PROBLEM STATEMENT
Count the lines in the entries that contain the string "tree". State nothing but the number.

LISTED RECORDS

-----

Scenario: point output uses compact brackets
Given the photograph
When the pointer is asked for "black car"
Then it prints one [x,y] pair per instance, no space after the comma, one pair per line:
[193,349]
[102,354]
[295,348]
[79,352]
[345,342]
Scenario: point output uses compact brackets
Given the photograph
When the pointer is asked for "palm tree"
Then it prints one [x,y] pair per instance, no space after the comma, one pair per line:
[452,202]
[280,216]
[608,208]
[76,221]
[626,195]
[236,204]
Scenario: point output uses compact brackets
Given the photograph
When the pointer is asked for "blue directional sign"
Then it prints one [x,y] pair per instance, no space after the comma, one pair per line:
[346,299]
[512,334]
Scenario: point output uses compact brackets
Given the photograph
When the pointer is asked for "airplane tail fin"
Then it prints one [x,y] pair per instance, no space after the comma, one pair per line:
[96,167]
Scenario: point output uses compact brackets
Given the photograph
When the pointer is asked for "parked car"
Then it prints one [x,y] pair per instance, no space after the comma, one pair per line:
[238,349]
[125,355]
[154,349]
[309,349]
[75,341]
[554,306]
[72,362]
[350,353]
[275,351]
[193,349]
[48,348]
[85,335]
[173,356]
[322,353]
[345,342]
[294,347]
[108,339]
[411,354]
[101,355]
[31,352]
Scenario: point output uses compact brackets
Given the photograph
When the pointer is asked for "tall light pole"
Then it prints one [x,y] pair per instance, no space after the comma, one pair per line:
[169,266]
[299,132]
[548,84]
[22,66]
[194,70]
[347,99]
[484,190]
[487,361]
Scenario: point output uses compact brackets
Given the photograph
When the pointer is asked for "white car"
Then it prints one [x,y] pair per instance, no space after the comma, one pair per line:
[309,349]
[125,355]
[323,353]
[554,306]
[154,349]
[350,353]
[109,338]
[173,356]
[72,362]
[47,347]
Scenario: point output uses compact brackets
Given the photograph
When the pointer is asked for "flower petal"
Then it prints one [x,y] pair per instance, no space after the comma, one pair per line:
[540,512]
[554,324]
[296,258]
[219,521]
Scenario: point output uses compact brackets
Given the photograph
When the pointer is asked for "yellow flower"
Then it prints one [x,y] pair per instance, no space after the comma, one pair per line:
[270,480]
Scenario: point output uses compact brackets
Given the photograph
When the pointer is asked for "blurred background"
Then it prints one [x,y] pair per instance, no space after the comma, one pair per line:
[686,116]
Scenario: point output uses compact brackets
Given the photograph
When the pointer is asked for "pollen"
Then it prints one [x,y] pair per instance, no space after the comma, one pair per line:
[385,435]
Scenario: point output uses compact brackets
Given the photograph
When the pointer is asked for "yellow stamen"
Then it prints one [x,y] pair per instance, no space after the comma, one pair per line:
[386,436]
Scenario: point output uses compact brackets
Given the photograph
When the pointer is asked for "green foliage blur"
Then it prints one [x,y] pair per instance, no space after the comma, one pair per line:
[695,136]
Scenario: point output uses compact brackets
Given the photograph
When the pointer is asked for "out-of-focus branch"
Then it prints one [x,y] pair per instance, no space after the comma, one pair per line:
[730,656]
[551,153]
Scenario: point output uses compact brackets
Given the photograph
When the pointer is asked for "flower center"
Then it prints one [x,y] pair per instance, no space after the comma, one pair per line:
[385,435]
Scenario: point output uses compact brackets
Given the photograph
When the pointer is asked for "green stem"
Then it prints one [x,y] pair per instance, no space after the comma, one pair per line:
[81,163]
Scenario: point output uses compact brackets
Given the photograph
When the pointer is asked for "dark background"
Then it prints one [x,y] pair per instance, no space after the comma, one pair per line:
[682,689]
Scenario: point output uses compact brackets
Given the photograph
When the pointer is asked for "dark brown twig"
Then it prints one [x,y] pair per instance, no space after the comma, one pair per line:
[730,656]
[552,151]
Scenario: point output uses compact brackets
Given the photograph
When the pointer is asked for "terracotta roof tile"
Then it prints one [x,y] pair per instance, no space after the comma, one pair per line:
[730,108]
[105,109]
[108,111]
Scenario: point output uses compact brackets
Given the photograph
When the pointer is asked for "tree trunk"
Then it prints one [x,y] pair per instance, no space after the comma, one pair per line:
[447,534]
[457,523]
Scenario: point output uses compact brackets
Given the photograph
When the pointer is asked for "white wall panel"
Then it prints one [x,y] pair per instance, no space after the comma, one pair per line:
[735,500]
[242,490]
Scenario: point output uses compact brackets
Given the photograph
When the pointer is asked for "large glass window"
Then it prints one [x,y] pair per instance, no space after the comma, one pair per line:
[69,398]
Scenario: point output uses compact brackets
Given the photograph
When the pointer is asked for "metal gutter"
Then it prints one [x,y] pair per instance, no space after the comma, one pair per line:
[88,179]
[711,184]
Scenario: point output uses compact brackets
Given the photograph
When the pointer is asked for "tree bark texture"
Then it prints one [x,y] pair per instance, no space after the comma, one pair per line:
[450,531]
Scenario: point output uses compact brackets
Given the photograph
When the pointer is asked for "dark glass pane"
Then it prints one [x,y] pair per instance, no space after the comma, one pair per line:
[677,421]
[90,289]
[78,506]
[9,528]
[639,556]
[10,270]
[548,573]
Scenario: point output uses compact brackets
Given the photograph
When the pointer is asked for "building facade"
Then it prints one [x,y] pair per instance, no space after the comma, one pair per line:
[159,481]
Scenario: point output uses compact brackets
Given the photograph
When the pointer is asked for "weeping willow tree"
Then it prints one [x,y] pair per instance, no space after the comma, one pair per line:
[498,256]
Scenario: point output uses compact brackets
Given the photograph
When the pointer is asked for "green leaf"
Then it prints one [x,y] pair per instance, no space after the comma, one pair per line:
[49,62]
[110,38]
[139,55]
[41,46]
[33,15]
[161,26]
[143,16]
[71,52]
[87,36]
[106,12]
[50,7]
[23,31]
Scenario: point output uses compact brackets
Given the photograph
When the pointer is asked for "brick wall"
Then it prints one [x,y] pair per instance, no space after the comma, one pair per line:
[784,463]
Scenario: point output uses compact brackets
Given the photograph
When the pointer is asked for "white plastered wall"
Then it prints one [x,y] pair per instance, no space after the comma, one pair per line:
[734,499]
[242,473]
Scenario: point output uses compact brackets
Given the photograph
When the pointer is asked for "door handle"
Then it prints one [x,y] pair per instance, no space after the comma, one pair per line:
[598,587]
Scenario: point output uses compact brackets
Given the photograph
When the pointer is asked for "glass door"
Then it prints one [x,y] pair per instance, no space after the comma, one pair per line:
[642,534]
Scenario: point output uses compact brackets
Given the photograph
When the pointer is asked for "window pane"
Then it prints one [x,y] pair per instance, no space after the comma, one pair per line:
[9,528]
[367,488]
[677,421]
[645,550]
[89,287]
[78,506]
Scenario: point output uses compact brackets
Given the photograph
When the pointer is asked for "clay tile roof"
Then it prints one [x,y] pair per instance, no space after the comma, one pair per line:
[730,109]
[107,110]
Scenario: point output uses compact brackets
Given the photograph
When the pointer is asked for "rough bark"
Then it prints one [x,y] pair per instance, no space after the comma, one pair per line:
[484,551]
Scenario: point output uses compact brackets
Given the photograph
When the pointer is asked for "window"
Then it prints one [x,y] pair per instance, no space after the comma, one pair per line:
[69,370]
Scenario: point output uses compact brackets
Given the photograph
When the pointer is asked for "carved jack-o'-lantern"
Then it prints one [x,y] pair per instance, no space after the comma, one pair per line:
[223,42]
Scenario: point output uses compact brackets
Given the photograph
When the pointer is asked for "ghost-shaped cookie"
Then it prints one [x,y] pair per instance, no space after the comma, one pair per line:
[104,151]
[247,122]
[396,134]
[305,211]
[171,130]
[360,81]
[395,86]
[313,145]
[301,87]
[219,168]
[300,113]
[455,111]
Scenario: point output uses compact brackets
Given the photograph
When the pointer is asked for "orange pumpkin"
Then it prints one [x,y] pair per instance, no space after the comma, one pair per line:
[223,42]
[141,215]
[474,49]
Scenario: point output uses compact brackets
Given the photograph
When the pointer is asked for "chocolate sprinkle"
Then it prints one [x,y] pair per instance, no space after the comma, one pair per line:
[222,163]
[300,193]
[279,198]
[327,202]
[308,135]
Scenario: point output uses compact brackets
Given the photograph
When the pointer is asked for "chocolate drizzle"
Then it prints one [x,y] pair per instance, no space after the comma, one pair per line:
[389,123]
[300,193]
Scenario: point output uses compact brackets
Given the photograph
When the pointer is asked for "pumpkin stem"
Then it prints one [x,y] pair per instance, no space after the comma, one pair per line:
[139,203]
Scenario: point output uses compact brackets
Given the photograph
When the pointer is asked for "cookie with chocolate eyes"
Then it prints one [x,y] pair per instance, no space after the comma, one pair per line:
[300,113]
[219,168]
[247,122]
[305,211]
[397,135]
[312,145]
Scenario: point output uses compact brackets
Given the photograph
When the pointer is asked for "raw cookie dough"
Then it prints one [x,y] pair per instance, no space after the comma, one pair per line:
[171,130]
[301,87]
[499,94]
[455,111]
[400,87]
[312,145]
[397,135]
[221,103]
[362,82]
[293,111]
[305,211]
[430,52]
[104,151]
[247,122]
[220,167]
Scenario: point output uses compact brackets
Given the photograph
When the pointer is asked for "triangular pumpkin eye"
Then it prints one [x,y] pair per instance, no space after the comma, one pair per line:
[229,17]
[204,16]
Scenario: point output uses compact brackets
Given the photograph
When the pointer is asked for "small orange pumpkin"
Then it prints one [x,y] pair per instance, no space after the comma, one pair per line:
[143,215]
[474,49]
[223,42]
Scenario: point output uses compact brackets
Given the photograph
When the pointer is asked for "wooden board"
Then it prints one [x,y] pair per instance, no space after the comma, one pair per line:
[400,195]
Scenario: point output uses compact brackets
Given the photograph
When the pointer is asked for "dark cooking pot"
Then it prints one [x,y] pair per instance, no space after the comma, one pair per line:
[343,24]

-----

WRITTEN SOLUTION
4